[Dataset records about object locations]

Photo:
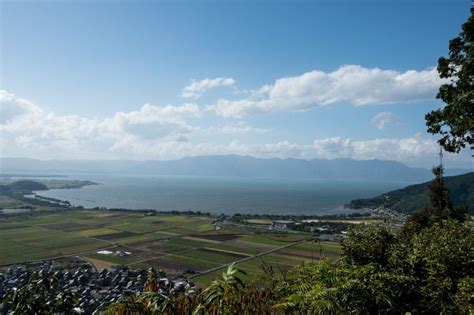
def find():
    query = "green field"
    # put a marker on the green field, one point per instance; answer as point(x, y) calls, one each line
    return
point(174, 243)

● Exercise task: Give back the entries verbatim. Do not include any picture.

● Answer to the problem:
Photo:
def find():
    query = "green field"
    # put a marker on the green field, one point per instance; answer as point(x, y) calls, one each line
    return
point(174, 243)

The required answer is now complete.